» **Problem details**:
Print each line of the listing once more, precisely as given.

(Records from a data source)
★ ★ ★ ★
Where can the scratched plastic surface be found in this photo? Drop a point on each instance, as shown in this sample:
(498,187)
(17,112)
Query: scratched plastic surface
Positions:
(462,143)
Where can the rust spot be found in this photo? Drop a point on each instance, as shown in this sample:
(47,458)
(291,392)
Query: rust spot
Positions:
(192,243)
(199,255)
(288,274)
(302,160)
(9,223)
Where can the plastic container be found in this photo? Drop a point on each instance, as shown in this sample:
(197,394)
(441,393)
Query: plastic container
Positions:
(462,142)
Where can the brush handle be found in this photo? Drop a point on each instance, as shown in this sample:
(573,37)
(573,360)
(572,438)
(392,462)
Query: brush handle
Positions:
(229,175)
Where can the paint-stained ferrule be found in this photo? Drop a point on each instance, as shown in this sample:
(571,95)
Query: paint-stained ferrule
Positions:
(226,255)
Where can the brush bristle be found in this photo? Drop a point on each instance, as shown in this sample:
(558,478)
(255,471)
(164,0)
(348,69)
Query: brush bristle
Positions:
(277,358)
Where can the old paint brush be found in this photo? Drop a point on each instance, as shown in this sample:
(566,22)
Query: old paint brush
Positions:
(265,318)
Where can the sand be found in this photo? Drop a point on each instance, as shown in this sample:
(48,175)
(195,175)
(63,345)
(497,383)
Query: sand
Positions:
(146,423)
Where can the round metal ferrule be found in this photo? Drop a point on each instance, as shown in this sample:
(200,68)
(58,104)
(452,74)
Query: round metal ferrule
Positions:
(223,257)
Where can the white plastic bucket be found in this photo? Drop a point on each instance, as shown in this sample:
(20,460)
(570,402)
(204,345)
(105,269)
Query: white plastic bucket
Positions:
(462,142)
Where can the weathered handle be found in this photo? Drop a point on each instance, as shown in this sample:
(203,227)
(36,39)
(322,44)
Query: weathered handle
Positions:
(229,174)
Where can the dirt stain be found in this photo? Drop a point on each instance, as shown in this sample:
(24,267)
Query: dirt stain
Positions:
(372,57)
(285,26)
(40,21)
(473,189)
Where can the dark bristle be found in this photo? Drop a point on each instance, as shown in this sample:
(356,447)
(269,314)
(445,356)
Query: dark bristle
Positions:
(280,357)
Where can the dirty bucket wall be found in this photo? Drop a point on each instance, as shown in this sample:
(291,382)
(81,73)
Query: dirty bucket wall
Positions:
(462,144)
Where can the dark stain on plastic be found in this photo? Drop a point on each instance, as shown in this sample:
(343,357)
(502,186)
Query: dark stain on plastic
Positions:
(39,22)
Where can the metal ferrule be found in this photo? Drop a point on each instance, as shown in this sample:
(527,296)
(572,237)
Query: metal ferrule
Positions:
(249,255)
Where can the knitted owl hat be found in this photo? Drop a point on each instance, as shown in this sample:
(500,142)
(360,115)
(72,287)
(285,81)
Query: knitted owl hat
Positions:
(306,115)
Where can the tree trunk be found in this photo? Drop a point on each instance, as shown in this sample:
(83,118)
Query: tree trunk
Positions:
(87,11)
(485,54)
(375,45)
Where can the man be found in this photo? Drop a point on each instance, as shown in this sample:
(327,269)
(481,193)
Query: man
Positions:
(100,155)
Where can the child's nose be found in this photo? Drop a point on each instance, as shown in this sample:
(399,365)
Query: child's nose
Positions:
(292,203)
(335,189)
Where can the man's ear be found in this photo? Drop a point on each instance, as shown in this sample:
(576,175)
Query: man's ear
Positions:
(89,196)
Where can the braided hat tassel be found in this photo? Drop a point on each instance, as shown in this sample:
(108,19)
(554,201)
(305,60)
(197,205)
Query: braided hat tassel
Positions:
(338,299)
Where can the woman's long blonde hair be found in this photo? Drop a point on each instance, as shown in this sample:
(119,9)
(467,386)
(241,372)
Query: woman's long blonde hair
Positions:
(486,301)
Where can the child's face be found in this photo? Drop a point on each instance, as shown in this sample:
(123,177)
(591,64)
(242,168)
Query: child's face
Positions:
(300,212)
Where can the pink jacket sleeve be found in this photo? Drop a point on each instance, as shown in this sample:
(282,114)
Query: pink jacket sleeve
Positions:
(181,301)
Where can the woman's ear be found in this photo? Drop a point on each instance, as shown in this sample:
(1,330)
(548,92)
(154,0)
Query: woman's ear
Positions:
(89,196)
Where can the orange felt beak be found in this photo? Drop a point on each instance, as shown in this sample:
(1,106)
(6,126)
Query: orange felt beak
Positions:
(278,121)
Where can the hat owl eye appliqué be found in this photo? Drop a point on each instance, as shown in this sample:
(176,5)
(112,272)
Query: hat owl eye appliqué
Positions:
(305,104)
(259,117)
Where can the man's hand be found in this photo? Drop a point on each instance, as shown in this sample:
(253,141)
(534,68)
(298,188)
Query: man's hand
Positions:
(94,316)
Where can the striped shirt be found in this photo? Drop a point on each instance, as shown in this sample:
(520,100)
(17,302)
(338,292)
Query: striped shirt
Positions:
★ ★ ★ ★
» **Task solution**:
Where can the scratched plastic surface be found in this photo? Drop a point on each instance, as shown in this sample:
(498,187)
(17,112)
Query: scratched plastic surface
Positions:
(462,143)
Where can the rust spot be found in this photo? Drop a point on each instance, as shown in this sample:
(47,458)
(291,392)
Query: rust spot
Positions:
(192,243)
(199,255)
(288,274)
(302,160)
(9,223)
Where can the plastic container be found in this photo? Drop a point on each instance, as shown in this sample:
(197,394)
(441,393)
Query: plastic container
Positions:
(462,142)
Where can the brush handle be found in this photo? Drop a point on each instance, as shown in this sample:
(573,37)
(573,360)
(572,438)
(392,462)
Query: brush handle
Positions:
(229,175)
Where can the paint-stained ferrule be found in this photo? Drop a point on each instance, as shown in this sample:
(571,95)
Query: paint-stained ferrule
Positions:
(226,255)
Where can the brush bristle be found in this photo? Drop a point on each instance, as shown in this sample:
(558,478)
(255,471)
(164,0)
(348,69)
Query: brush bristle
Positions:
(277,358)
Where can the old paint brush be found in this photo? Drop a point on each instance, as shown in this sample:
(566,22)
Query: old paint brush
Positions:
(265,318)
Where can the sand be found in this photo? Drop a point on each instance, as shown in this sample:
(48,175)
(195,175)
(63,345)
(497,383)
Query: sand
Positions:
(146,423)
Where can the round metal ferrule be found in this photo? Drop a point on each instance, as shown in this sample:
(200,68)
(58,104)
(452,74)
Query: round metal ferrule
Positions:
(223,257)
Where can the white plastic bucket be found in this photo? Drop a point on each instance, as shown in this sample:
(20,460)
(570,402)
(204,345)
(105,269)
Query: white plastic bucket
Positions:
(462,142)
Where can the weathered handle be found in this photo? Drop a point on each instance, as shown in this sample:
(203,227)
(36,39)
(322,44)
Query: weathered handle
Positions:
(229,174)
Where can the dirt stain be found in this photo? Drop a point on each instance, as shown in this sample:
(24,267)
Query: dirt stain
Positions:
(372,57)
(285,26)
(40,21)
(473,189)
Where can the dark bristle be found in this photo? Drop a point on each instance, as shown in this sample:
(356,447)
(269,314)
(445,356)
Query: dark bristle
Positions:
(280,357)
Where can the dirty bucket wall be found in this photo? Drop a point on each instance, as shown in this sample:
(291,382)
(81,73)
Query: dirty bucket wall
Positions:
(462,144)
Where can the dark stain on plastic be found in this photo? Drop a point on each instance, as shown in this sample:
(343,357)
(502,186)
Query: dark stain on plastic
Positions:
(39,22)
Where can the metal ferrule be found in this photo? Drop a point on each instance, as shown in this sample:
(527,296)
(572,237)
Query: metal ferrule
Positions:
(249,255)
Where can the knitted owl hat be found in this photo? Drop a point on each instance, as shown in this sample:
(500,142)
(360,115)
(72,287)
(285,81)
Query: knitted owl hat
Positions:
(306,115)
Where can the tree trunk be found in this photo? Drop a point on each instance, as shown in this sample:
(83,118)
Query: tree trunk
Positions:
(87,11)
(485,54)
(375,45)
Where can the man be found in this photo? Drop a point on each instance, as shown in this sample:
(327,269)
(481,193)
Query: man
Positions:
(100,155)
Where can the child's nose be found in this photo? Drop a point on each instance, as shown in this sample:
(399,365)
Query: child's nose
Positions:
(292,203)
(335,189)
Where can the man's ear be found in this photo? Drop a point on each instance, as shown in this sample:
(576,175)
Query: man's ear
Positions:
(89,196)
Where can the braided hat tassel be found in this photo? Drop a point on each instance, as shown in this sample:
(108,19)
(554,201)
(305,60)
(197,205)
Query: braided hat tassel
Positions:
(338,299)
Where can the woman's long blonde hair be found in this photo? Drop a point on each instance, as shown in this sample:
(119,9)
(467,386)
(241,372)
Query: woman's long blonde hair
Positions:
(486,301)
Where can the child's face be found in this photo? Drop a point on each instance, as shown in this sample:
(123,177)
(591,64)
(242,168)
Query: child's face
Positions:
(300,212)
Where can the pink jacket sleeve be found in this photo? Drop a point on each instance, as shown in this sample:
(282,114)
Query: pink jacket sleeve
Positions:
(181,301)
Where can the woman's ear be found in this photo? Drop a point on each instance, as shown in this sample:
(1,330)
(548,92)
(154,0)
Query: woman's ear
Positions:
(89,196)
Where can the orange felt beak be found in this photo? Drop a point on each instance, as shown in this sample:
(1,106)
(6,126)
Query: orange felt beak
Positions:
(278,121)
Where can the hat owl eye appliqué be found in this photo? Drop a point on each instance, as shown in this sample:
(176,5)
(112,272)
Query: hat owl eye appliqué
Positions:
(305,104)
(259,117)
Where can the man's hand be found in this photo? Drop a point on each instance, as shown in this sample:
(253,141)
(534,68)
(298,188)
Query: man's hand
Positions:
(94,316)
Where can the striped shirt be found in this photo? Drop a point on each instance, as shown in this sample:
(520,100)
(17,302)
(338,292)
Query: striped shirt
Positions:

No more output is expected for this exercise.